TO DO:
Starting at the line that contains "Where can you spot the easel" and continuing through the end of the lines, swap every "photo" for "image" and change nothing else. Give back only those lines, without the pictures.

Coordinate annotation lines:
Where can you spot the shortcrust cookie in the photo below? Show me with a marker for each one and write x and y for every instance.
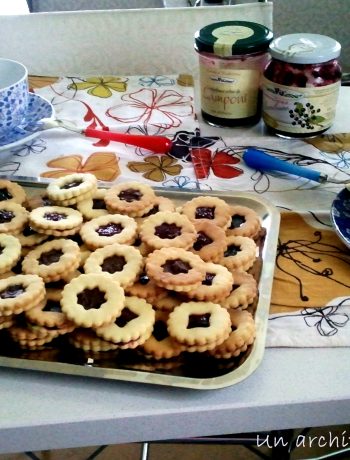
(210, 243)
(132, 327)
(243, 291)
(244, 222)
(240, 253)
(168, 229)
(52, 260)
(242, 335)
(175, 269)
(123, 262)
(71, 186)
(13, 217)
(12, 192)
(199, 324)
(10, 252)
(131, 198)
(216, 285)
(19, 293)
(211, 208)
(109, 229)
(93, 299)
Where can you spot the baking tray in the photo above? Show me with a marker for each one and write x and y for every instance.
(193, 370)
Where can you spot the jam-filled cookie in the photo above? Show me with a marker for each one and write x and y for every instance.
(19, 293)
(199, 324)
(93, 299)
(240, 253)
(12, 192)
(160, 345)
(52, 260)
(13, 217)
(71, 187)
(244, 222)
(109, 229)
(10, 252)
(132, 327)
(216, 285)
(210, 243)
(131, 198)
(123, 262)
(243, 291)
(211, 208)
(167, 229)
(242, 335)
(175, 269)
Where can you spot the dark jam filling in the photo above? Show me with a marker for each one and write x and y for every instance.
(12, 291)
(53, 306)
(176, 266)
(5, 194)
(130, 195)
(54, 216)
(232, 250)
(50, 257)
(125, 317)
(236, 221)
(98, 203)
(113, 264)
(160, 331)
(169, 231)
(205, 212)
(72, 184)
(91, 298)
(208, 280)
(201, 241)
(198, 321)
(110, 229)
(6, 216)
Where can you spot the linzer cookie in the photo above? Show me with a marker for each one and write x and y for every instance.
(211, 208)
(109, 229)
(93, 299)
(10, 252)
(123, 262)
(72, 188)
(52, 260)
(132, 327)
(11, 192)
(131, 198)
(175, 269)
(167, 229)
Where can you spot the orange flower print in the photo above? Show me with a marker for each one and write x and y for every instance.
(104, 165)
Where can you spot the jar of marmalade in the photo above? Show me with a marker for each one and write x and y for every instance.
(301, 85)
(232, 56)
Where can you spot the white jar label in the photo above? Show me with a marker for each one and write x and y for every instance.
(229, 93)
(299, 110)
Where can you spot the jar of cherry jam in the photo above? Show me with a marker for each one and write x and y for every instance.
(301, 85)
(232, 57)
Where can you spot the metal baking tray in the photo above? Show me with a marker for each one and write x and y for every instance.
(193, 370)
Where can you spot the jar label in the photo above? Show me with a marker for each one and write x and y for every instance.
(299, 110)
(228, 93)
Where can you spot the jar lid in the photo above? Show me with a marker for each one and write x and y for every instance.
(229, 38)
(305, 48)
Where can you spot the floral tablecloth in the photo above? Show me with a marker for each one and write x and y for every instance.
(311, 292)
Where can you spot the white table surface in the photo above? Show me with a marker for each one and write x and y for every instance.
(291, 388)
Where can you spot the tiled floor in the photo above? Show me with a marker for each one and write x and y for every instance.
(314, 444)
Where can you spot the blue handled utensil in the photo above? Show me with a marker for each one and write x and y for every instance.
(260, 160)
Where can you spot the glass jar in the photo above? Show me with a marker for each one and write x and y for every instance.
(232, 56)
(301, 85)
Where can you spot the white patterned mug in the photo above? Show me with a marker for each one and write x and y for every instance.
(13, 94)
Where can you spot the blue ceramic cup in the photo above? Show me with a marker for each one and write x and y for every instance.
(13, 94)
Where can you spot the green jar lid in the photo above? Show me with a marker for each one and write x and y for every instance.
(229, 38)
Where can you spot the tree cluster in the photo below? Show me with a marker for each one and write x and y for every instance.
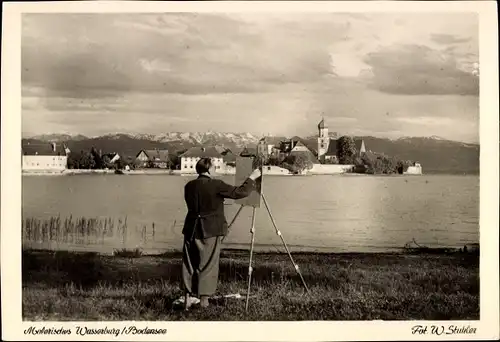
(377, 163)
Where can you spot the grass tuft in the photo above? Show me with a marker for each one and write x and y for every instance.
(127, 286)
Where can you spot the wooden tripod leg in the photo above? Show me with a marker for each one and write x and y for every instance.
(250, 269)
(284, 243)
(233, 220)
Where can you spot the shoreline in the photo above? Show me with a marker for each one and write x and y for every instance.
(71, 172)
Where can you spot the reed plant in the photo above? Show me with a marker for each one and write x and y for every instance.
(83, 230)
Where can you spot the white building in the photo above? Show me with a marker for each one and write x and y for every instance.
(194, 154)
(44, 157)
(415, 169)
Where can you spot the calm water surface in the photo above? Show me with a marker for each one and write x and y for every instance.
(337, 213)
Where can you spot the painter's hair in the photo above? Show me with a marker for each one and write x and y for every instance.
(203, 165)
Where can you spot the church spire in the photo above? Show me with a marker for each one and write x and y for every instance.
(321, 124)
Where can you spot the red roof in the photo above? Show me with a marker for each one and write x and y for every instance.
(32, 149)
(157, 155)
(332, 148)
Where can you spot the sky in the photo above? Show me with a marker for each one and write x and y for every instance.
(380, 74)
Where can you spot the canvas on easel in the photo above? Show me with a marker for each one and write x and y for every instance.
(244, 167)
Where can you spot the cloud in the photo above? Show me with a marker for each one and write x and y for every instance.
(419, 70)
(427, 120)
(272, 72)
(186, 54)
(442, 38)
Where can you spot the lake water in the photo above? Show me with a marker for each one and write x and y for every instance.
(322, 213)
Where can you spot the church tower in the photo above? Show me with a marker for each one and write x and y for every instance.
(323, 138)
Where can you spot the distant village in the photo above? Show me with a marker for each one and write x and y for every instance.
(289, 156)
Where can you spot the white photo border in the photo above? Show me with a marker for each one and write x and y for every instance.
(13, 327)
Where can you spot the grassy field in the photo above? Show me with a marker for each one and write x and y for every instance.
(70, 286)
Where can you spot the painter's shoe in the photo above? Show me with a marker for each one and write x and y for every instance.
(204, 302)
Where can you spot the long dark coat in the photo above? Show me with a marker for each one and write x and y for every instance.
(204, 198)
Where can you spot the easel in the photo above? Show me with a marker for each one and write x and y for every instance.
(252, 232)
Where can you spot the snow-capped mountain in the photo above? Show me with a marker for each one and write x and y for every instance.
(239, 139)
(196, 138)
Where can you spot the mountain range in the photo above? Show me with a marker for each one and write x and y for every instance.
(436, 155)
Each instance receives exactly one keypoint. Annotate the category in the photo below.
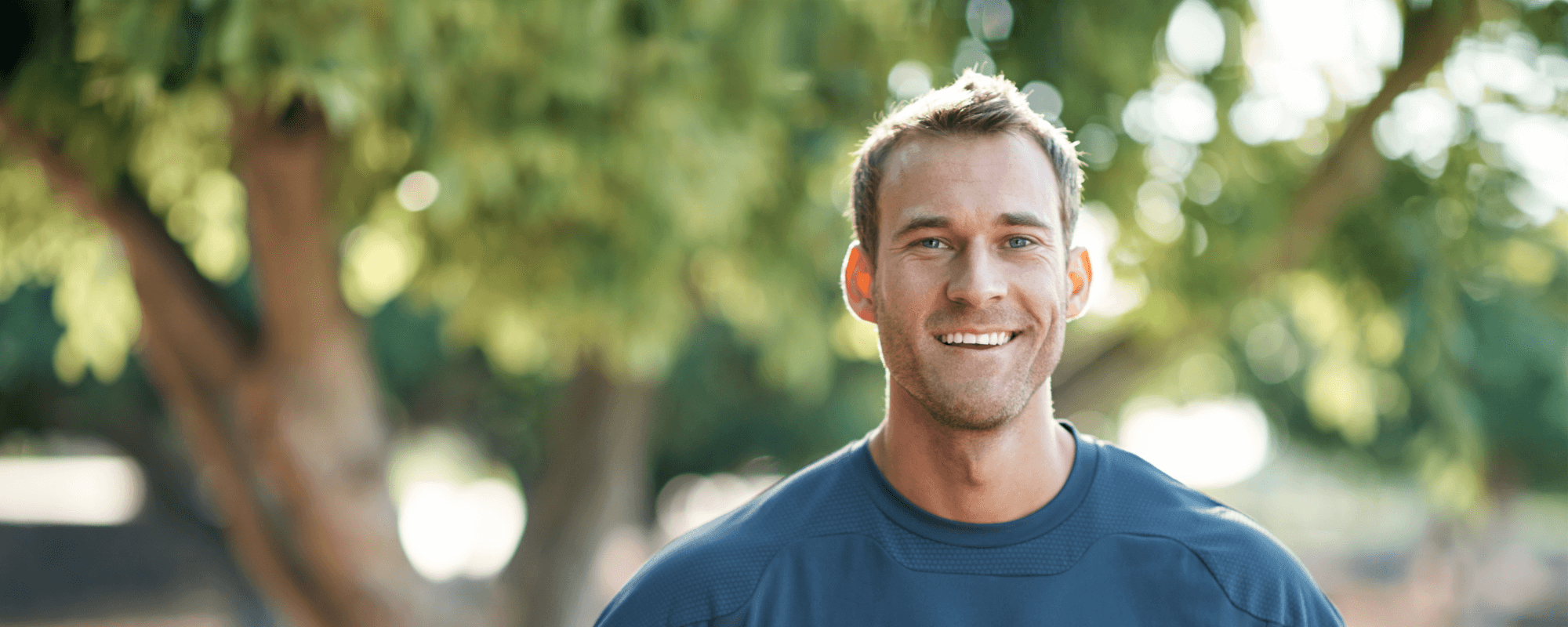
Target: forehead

WRITTEN SOLUTION:
Where can you spot the easel in the image above? Show me with a marker for each one and write x and y for every instance.
(252, 232)
Where can you spot the snow-capped mountain in the image above? Show me with a marker for each one and write x and y for every instance.
(239, 139)
(196, 138)
Where can you spot the mountain range in the image above? Show me with a marker for each one and write x and y for every instance.
(436, 155)
Each instance receives exactly one keypoint. Annotate the category in the image below.
Target: forehead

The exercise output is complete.